### SOURCE EXCERPT

***

Virgin Atlantic. Virgin Mobile. Virgin Hotels. Virgin Trains. Virgin Active. The Virgin brand is used in many guises, but what about employer brand?
Amy Sawbridge was the Brand Director & Head of Employee Experience at Virgin Group, during her 10 years under the Virgin umbrella she was responsible for defining the global Virgin employer brand, building a collective of Virgin People experts, distilling the ‘essence’ of great Virgin leadership globally, transforming multiple regional, generic employee discount schemes into one strategic global branded platform and more.
Have a listen to the interview below, keep reading for a summary and be sure to subscribe to the Employer Branding Podcast.
What’s your definition of employee experience?
That’s a tough one. There is no one definition, but for me, it is all about the culture and environment that we create for our people at Virgin that is consistent of what the brand stands for, and ensuring that throughout our employee’s journey with us they are thriving.

***

### DATA EXCERPTS
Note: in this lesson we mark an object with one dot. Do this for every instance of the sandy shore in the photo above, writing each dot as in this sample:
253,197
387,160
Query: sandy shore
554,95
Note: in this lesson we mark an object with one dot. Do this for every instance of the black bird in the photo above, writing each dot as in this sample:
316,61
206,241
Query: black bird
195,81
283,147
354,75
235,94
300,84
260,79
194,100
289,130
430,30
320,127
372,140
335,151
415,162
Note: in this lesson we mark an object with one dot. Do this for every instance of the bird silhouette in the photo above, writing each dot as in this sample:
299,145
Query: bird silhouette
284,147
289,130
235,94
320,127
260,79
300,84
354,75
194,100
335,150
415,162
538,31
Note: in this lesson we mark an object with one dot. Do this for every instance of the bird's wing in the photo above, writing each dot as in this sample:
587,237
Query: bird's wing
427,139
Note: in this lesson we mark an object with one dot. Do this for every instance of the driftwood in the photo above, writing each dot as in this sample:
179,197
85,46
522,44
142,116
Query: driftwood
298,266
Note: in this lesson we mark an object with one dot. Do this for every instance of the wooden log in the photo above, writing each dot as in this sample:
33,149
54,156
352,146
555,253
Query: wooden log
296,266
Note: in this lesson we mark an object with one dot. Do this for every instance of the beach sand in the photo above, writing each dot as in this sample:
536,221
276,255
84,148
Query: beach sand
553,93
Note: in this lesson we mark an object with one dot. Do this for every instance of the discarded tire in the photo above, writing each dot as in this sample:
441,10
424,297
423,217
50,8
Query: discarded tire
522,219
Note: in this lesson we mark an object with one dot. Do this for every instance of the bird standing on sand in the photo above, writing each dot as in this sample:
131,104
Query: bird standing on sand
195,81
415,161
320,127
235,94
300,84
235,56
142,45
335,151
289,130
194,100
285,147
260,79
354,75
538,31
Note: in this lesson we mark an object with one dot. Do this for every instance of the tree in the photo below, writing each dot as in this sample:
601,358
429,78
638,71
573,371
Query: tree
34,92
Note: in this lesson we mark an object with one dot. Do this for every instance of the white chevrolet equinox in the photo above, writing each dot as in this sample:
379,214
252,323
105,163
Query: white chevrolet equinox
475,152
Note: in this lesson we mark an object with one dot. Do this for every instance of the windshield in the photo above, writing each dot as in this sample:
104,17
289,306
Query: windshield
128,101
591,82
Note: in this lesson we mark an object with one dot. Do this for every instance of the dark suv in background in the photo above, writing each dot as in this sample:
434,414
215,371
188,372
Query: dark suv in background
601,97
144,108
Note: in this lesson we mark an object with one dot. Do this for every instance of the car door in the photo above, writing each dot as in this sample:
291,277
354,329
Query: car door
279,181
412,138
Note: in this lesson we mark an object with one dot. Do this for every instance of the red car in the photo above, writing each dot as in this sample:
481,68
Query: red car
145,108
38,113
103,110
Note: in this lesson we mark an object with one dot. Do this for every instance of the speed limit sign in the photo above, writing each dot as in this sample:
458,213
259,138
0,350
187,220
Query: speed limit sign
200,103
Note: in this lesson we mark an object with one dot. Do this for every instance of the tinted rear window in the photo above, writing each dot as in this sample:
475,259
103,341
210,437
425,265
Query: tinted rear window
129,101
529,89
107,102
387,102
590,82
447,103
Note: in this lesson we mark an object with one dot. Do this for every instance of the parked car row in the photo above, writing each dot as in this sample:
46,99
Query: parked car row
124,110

***

### TASK SET
- 1) In the interview excerpt, please swap "Brand Director" for "Marketing Director" and write out the passage from "Amy Sawbridge was" to "of employee experience?".
- 2) According to the interview excerpt, how many years did Amy Sawbridge spend under the Virgin umbrella?
- 3) Name every Virgin business listed in the opening line of the interview excerpt.
The listing plays no part in this work.

### TASK SOLUTIONS
- 1)
Amy Sawbridge was the Marketing Director & Head of Employee Experience at Virgin Group, during her 10 years under the Virgin umbrella she was responsible for defining the global Virgin employer brand, building a collective of Virgin People experts, distilling the ‘essence’ of great Virgin leadership globally, transforming multiple regional, generic employee discount schemes into one strategic global branded platform and more.
Have a listen to the interview below, keep reading for a summary and be sure to subscribe to the Employer Branding Podcast.
What’s your definition of employee experience?

- 2) 10 years

- 3) Virgin Atlantic, Virgin Mobile, Virgin Hotels, Virgin Trains, Virgin Active